SELECTED EXTRACT:
4. The Assessee filed its return of income for AY 2009-10 on 30th September, 2009 declaring a total income of Rs.5,87,81,405/-. Pursuant to a notice dated 8th September, 2010, issued under Section 143 (2) of the Act, a reference under Section 92 CA (1) of the Act was made to the Transfer Pricing Officer (‘TPO’) in order to determine the arm’s length price (‘ALP’) qua the international transactions between the Assessee and its AE. In view of this, the Assessee identified 8 (eight) comparable companies, having a net average margin of 17.48% as against the net margin of the Assessee being 21.93% for the instant AY. The comparable companies chosen by the Assessee are as under:

S. No Comparable Weighted Average Margin (%) Updated Margins for FY 2008-09 (%)
1. Ambit Capital Private Limited 27.33 Not Available
2. CRISIL Limited 32.03 41.79
3. Future Capital Holdings Limited 17.20 21.00
4. ICRA Management Consulting Services Limited 9.75 (0.56)
5. IDFC Investment Advisors Limited (11.65) (54.02)
6. Mecklai Financial & Commercial Services Limited 14.74 13.29
7. SREI Capital Markets Limited 6.68 (17.44)
8. Sumedha Fiscal Services Limited 43.78 Not Comparable
Arithmetic Mean 17.48 0.68

5. In the show cause notice (‘SCN’) dated 18th December, 2012, issued by the TPO, a new set of comparables were proposed. However, he rejected one of them. The TPO finally chose 10 comparable companies having an average margin of 39.13%, as against the aforementioned margin earned by the Assessee.

6. On 29th January, 2013, the TPO passed an order under Section 92 CA (3) of the Act recommending an upward adjustment of Rs.3,20,29,913/-. The TPO also recommended an adjustment of Rs. 51,34,309/- being the notional interest at 15.77% on the outstanding receivables from its AE on the basis that the same constituted an international transaction. Pursuant to the TPO’s order, the AO passed a draft assessment order on 28th February, 2013 and assessed the income of the Assessee at Rs. 9,59,45,630 as against the return income of INR 5,87,81,405/-. Objections were filed by the Assessee against the said draft order with the Dispute Resolution Panel (‘DRP’).

DIRECTIVES:
1: Please quote the part of the transfer pricing passage that opens with the words containing "1. Ambit Capital" and closes with "Limited 9.75 (0.56)".
2: Extend the transfer pricing passage from the point where it stops.
The data has no connection to the transfer pricing passage.

Dataset excerpts: pointing to objects
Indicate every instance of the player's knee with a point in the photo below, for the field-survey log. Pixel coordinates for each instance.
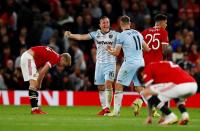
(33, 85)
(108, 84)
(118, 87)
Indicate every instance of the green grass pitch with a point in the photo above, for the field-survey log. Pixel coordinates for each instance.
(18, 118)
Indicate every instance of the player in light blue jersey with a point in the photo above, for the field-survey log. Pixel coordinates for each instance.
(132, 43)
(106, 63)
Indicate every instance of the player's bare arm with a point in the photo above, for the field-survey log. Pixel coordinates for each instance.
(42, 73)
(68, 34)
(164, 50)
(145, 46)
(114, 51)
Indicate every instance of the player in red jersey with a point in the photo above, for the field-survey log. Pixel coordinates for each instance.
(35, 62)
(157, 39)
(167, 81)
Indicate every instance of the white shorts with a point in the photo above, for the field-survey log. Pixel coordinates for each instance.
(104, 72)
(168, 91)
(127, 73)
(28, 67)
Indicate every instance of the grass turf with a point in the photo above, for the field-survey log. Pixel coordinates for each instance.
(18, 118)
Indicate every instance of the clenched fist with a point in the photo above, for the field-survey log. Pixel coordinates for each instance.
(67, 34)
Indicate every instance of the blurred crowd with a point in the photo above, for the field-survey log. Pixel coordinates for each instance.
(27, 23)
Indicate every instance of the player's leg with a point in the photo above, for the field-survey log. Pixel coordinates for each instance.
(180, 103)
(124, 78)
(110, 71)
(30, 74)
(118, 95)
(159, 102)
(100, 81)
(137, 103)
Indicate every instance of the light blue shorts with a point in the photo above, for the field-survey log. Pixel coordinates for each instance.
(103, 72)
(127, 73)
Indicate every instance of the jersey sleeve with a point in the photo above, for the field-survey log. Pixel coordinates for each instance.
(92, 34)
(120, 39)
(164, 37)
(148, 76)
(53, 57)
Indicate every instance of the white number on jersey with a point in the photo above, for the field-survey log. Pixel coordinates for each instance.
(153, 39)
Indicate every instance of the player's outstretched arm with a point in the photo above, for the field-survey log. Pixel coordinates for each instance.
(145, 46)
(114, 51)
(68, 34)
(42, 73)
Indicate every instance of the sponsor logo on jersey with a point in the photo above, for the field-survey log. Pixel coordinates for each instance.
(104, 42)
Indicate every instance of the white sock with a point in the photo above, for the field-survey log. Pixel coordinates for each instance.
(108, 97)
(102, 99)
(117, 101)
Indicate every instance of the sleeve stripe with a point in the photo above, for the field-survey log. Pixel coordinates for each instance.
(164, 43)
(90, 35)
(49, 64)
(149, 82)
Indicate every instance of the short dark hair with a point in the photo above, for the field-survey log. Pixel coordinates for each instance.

PER-TASK OUTPUTS:
1:
1. Ambit Capital Private Limited 27.33 Not Available
2. CRISIL Limited 32.03 41.79
3. Future Capital Holdings Limited 17.20 21.00
4. ICRA Management Consulting Services Limited 9.75 (0.56)

2:
7. On 16th August, 2013, the DRP upheld the transfer pricing adjustments made by the AO/TPO. Subsequently, on 10th October, 2013, the AO passed the final assessment order under Section 143 (3) read with Section 144C of the Act, computing the total income as Rs. 9,59,45,630/- as per the directions issued by the DRP. This assessment order was challenged by the Assessee before the ITAT.

8. The ITAT has, by a detailed order, analysed the various comparables and remanded the matter to the TPO in respect of a few comparables for further analysis. The ITAT has also rejected some of the comparables suggested by TPO/AO but retained some of them. The ITAT, thus, partly allowed the appeal of the Assessee on the issue of comparables. Insofar as the adjustments for receivables were concerned, the ITAT upheld that the outstanding receivables constitute an international transaction by relying on the decision in Logix Micro Systems Ltd. v. Asstt. CIT [[2010] 42 SOT 525 (Bang.) (hereafter ‘Logics Micro System’)The ITAT, thus, restored the matter of computation of the adjustment to outstanding receivables, to the TPO with a direction to compute the interest for receivables on a day to day basis beyond the period available as per the industry standard and apply LIBOR rate of interest.

9. The Assessee is aggrieved by the impugned order to the extent it has retained three of the comparables namely Sumedha Fiscal Services Limited (hereafter ‘Sumedha’), Brescon Advisors Limited (hereafter ‘Brescon’) and Ladderup Corporation Limited (hereafter ‘Ladderup’) and on the issue of outstanding receivables being treated as international transactions and interest being computed thereon.

10. Arguments have been heard on behalf of the Assessee’s counsel Mr. M.S. Syali, Senior Advocate and Mr. Rahul Chaudhary, Senior Standing Counsel for Revenue.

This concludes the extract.